## Point annotations for photos
○ ○ ○ ○ ○

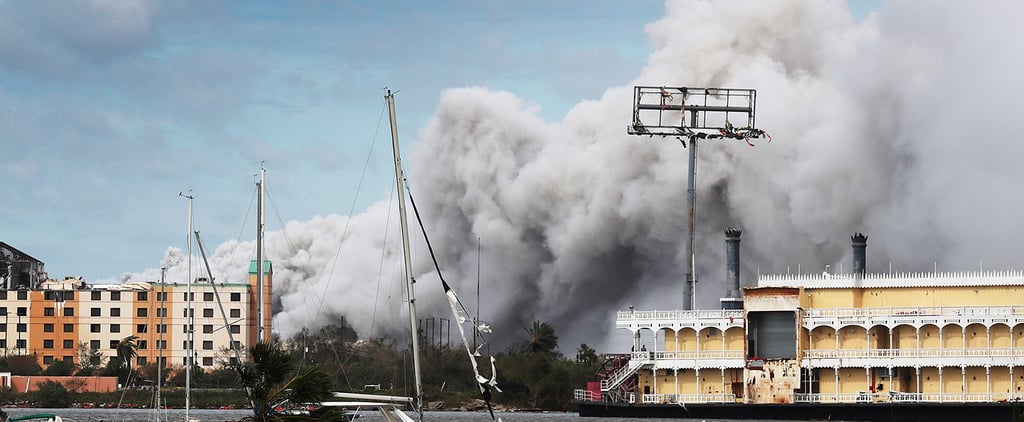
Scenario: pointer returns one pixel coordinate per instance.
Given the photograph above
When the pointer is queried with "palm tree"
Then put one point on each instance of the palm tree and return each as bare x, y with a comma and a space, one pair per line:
127, 350
542, 338
274, 379
586, 354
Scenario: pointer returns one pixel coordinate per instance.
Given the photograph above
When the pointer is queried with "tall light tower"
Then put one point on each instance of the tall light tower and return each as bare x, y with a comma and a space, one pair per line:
690, 115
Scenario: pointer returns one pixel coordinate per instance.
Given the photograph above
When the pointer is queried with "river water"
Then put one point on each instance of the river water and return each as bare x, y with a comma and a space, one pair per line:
205, 415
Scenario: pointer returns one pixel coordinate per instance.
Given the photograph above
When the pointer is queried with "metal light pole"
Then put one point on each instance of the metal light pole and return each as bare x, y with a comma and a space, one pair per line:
690, 115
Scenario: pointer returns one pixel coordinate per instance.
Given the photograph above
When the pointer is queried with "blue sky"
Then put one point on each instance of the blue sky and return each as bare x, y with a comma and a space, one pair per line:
109, 110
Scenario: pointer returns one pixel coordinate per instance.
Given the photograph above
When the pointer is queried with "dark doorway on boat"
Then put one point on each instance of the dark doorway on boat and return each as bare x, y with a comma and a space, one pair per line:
771, 335
809, 381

○ ○ ○ ○ ○

## TO BE DONE
Output all of the data exactly as it stands, minus any images.

## SOLUTION TO THIS PROBLEM
Scenario: pointer returns one pixel coordinate per instance.
Given the photograph above
When the pointer is queried with "palm tree"
Then put one point on each instance of the palm tree and return each as bare x, y with a comma and a space, one pair per line:
127, 350
542, 338
274, 379
586, 354
Scenario: pointer returns one pixel coordinate per instance.
Given the photograph above
When the pointer is queried with "tall light tower"
Then put one point on each instance of the tall light tower and return each as bare x, y with a comma and a space, one pair per line:
690, 115
Scenario: pointer returns one pixel coordinate per instance.
Given the photograph above
When the pointer is queried with "river water"
Then put one point on each instance of the river water and return each as bare x, y with a comma and a space, one pair per line:
205, 415
Scenario: pointer returns one pixel coordinate per instance.
Given the photograph above
When the pointer is queried with "metal light pole"
Then put one point on each instance of the metal light pole and return each as bare x, y with a comma and a space, one pair per line:
690, 115
Scenario: pointer returns one pixel coordinate per instance.
Given the photograph above
When the pointer is queried with "blue sky"
Then put one point on each instance of the blue sky and return each as bare x, y with a comma and a space, one pair per line:
109, 110
Scenario: pointer returns one pixel coordinate per instance.
Given the photograph above
When the pointer is queried with "dark doorway on boat"
Then put one point on each instance of the dark doorway on boat and return each as bare x, y with a comma and a space, one pair per line:
771, 335
809, 381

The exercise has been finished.